• [ASSIGNMENT]: Could the listing be repeated exactly, with every picture dropped?

*** EXTRACTED ENTRIES ***

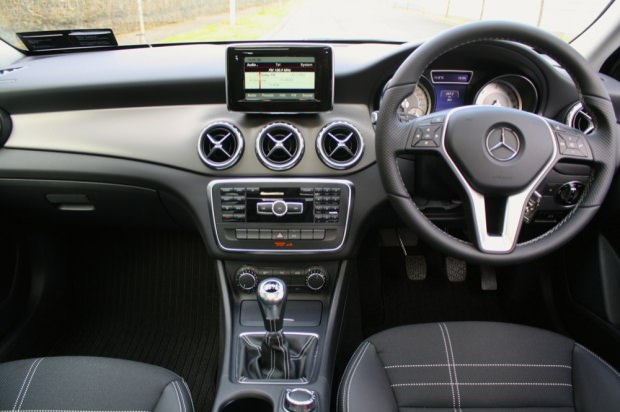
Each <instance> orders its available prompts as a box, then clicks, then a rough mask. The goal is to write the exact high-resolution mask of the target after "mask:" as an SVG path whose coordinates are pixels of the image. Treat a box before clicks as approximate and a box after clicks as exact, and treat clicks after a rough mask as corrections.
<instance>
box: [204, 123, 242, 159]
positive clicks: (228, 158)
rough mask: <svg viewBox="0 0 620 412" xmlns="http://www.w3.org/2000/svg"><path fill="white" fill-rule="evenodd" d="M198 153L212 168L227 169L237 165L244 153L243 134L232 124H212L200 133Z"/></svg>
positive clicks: (208, 125) (215, 123) (213, 123)
mask: <svg viewBox="0 0 620 412" xmlns="http://www.w3.org/2000/svg"><path fill="white" fill-rule="evenodd" d="M198 153H199V154H200V158H201V159H202V161H203V162H205V163H206V164H207V166H209V167H210V168H212V169H217V170H222V169H227V168H229V167H231V166H233V165H234V164H235V163H237V161H238V160H239V158H240V157H241V154H242V153H243V137H242V136H241V132H240V131H239V130H238V129H237V128H236V127H235V126H233V125H232V124H230V123H226V122H215V123H211V124H210V125H208V126H207V127H206V128H205V129H204V130H203V131H202V133H200V139H199V141H198Z"/></svg>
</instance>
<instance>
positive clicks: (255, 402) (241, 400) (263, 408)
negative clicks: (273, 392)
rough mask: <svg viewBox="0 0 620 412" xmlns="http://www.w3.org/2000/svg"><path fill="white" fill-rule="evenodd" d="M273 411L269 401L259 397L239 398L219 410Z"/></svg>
mask: <svg viewBox="0 0 620 412" xmlns="http://www.w3.org/2000/svg"><path fill="white" fill-rule="evenodd" d="M247 411H252V412H273V405H272V404H271V402H270V401H268V400H266V399H261V398H240V399H235V400H234V401H232V402H230V403H229V404H227V405H226V406H224V407H223V408H222V409H220V412H247Z"/></svg>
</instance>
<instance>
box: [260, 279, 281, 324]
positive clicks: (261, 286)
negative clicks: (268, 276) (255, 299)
mask: <svg viewBox="0 0 620 412" xmlns="http://www.w3.org/2000/svg"><path fill="white" fill-rule="evenodd" d="M256 295H257V298H258V306H259V307H260V311H261V313H262V314H263V322H264V323H265V330H267V332H269V333H278V332H282V327H283V326H284V307H285V306H286V284H285V283H284V282H283V281H282V280H280V279H278V278H268V279H265V280H263V281H261V282H260V283H259V284H258V291H257V294H256Z"/></svg>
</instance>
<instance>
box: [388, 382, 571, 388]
mask: <svg viewBox="0 0 620 412" xmlns="http://www.w3.org/2000/svg"><path fill="white" fill-rule="evenodd" d="M449 385H450V386H453V385H454V383H451V382H422V383H417V382H414V383H394V384H392V385H390V386H391V387H392V388H400V387H407V386H449ZM459 386H560V387H567V388H572V387H573V385H572V384H571V383H561V382H461V383H459Z"/></svg>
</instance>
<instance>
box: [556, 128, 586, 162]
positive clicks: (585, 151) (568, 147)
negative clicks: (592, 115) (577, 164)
mask: <svg viewBox="0 0 620 412" xmlns="http://www.w3.org/2000/svg"><path fill="white" fill-rule="evenodd" d="M555 135H556V137H557V139H558V147H559V149H560V154H562V155H565V156H571V157H584V158H586V157H590V150H589V147H588V143H587V141H586V140H585V137H584V136H580V135H577V134H571V133H570V132H562V133H560V132H556V134H555Z"/></svg>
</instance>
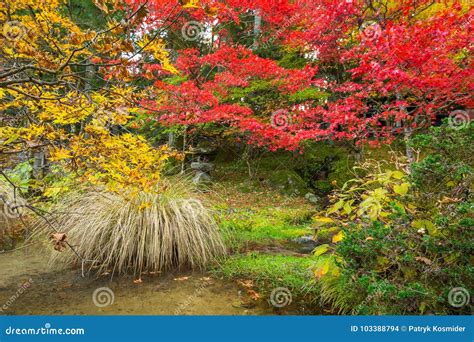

*** End of EXTRACTED ENTRIES ***

• [FINISHED TASK]:
Each <instance> orders its available prompts as a box, then clicks, then a rough mask. The goal is to write the exact high-resolution mask of the target after "mask:" as an SVG path whose coordinates are pixels of the image. Treat a box before clicks as approximate and a box after clicks as exact, and treat clicks after a rough mask as corrections.
<instance>
box: [204, 123, 242, 159]
positive clicks: (228, 158)
rough mask: <svg viewBox="0 0 620 412" xmlns="http://www.w3.org/2000/svg"><path fill="white" fill-rule="evenodd" d="M198 153L212 168L227 169L237 165L244 153L243 134L232 124H212L200 133Z"/></svg>
positive clicks: (208, 125) (215, 123) (213, 123)
mask: <svg viewBox="0 0 620 412" xmlns="http://www.w3.org/2000/svg"><path fill="white" fill-rule="evenodd" d="M198 153H199V154H200V158H201V159H202V161H203V162H205V163H206V164H207V166H209V167H210V168H212V169H217V170H222V169H227V168H229V167H231V166H233V165H234V164H235V163H237V161H238V160H239V158H240V157H241V154H242V153H243V137H242V136H241V132H240V131H239V130H238V129H237V128H236V127H235V126H233V125H232V124H230V123H226V122H215V123H211V124H210V125H208V126H207V127H206V128H205V129H204V130H203V131H202V133H200V139H199V141H198Z"/></svg>
</instance>
<instance>
positive clicks: (255, 402) (241, 400) (263, 408)
negative clicks: (273, 392)
rough mask: <svg viewBox="0 0 620 412" xmlns="http://www.w3.org/2000/svg"><path fill="white" fill-rule="evenodd" d="M273 411L269 401L259 397L239 398L219 410Z"/></svg>
mask: <svg viewBox="0 0 620 412" xmlns="http://www.w3.org/2000/svg"><path fill="white" fill-rule="evenodd" d="M247 411H252V412H273V405H272V404H271V402H270V401H268V400H266V399H261V398H240V399H235V400H234V401H232V402H230V403H229V404H227V405H226V406H224V407H223V408H222V409H220V412H247Z"/></svg>
</instance>
<instance>
box: [260, 279, 281, 324]
positive clicks: (261, 286)
negative clicks: (268, 276) (255, 299)
mask: <svg viewBox="0 0 620 412" xmlns="http://www.w3.org/2000/svg"><path fill="white" fill-rule="evenodd" d="M256 295H257V298H258V306H259V307H260V311H261V313H262V314H263V322H264V323H265V330H267V332H269V333H278V332H282V327H283V326H284V307H285V306H286V284H285V283H284V282H283V281H282V280H280V279H278V278H268V279H265V280H263V281H261V282H260V283H259V284H258V291H257V294H256Z"/></svg>
</instance>
<instance>
box: [388, 382, 571, 388]
mask: <svg viewBox="0 0 620 412" xmlns="http://www.w3.org/2000/svg"><path fill="white" fill-rule="evenodd" d="M449 385H450V386H453V385H454V383H451V382H422V383H417V382H414V383H394V384H392V385H390V386H391V387H392V388H400V387H407V386H449ZM459 386H560V387H567V388H572V387H573V385H572V384H571V383H561V382H461V383H459Z"/></svg>
</instance>
<instance>
box: [556, 128, 586, 162]
positive clicks: (585, 151) (568, 147)
negative clicks: (592, 115) (577, 164)
mask: <svg viewBox="0 0 620 412" xmlns="http://www.w3.org/2000/svg"><path fill="white" fill-rule="evenodd" d="M555 135H556V137H557V139H558V147H559V149H560V154H562V155H565V156H571V157H584V158H586V157H590V150H589V147H588V143H587V141H586V140H585V137H584V136H580V135H577V134H571V133H570V132H562V133H560V132H556V134H555Z"/></svg>
</instance>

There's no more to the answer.